■ **Problem description**
Repeat the entries word for word. Leave nothing out.

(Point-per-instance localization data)

━━━━━━━━━━━━━━━━

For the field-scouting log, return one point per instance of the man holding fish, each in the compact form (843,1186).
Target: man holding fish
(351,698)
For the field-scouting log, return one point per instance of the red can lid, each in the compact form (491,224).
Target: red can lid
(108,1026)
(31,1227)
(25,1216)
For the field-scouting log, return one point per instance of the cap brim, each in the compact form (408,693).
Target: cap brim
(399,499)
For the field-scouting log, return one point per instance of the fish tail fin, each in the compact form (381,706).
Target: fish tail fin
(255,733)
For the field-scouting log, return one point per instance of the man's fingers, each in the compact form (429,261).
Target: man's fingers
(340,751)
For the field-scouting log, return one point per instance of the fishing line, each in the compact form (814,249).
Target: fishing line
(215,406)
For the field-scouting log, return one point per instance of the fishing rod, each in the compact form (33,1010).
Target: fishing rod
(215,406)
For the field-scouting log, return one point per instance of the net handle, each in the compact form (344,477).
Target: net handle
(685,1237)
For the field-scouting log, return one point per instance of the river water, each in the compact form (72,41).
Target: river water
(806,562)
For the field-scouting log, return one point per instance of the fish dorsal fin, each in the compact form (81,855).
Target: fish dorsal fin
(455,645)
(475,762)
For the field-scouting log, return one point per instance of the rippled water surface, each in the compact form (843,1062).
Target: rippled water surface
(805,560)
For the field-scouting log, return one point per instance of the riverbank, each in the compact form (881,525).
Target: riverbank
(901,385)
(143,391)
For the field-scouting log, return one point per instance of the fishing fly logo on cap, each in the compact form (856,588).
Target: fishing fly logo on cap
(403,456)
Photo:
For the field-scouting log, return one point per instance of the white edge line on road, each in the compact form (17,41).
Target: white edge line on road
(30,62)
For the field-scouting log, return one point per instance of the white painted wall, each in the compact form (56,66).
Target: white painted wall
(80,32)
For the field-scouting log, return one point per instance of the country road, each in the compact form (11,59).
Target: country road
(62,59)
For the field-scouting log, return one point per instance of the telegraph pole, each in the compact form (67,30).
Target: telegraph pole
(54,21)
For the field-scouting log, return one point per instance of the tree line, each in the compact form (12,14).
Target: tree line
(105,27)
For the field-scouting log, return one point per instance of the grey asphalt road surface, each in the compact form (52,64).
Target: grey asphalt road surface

━━━━━━━━━━━━━━━━

■ **Result of the task**
For the field-scouting log, return one point per instance of the man holding fish, each in the compact form (843,1186).
Target: man holding fish
(351,698)
For the field-scouting log, return one point per instance of the red can lid, each in the compact form (491,224).
Target: red can lid
(108,1026)
(31,1227)
(25,1216)
For the field-scouting log, return one point per instance of the cap brim, each in the compact form (408,693).
Target: cap brim
(399,499)
For the field-scouting log, return one point per instance of the fish tail fin, each in the compact form (381,706).
Target: fish tail fin
(255,733)
For the field-scouting log, return one point per instance of the man's fingers, each in the compact form (429,261).
Target: man's fingers
(340,751)
For the field-scouting log, return one point per instance of the fishing line, each in the compact form (814,249).
Target: fishing line
(215,406)
For the field-scouting log, return one point per instance of the fishing rod, each in the compact form (33,1010).
Target: fishing rod
(215,406)
For the field-scouting log, return one point per instance of the net handle, each in the compact form (344,477).
Target: net handle
(685,1237)
For the field-scouting log, return one point per instance of the river water, each in the compact form (72,41).
Target: river water
(806,562)
For the field-scouting log, return one point per instance of the fish dorsal fin, each in the compact form (81,855).
Target: fish dorsal fin
(455,645)
(475,762)
For the field-scouting log, return one point per instance of the rippled water surface, each in the compact form (843,1062).
Target: rippled water surface
(805,560)
For the field-scouting log, return one point per instance of the riverbank, each in the compact form (881,525).
Target: riverbank
(901,385)
(143,391)
For the field-scouting log, return one point per instance of the fishing fly logo on cap, each in the compact form (856,588).
Target: fishing fly logo on cap
(403,456)
Photo:
For the field-scouting log, return one point per instance of the white edge line on road, each in the compact form (17,41).
Target: white edge line on road
(30,62)
For the field-scouting log, return one point per instance of the white painted wall, each in the compact form (56,66).
Target: white painted wall
(80,32)
For the field-scouting log, return one point per instance of the country road, each in the compact form (11,59).
Target: country road
(62,59)
For the field-scouting log, return one point per instance of the telegraph pole, each in the compact form (67,30).
Target: telegraph pole
(54,21)
For the field-scouting log, return one point per instance of the tree line, each in the compact form (12,14).
Target: tree line
(105,27)
For the field-scouting log, return one point per instance of the grey asphalt road surface, each in the compact form (52,64).
Target: grey asphalt road surface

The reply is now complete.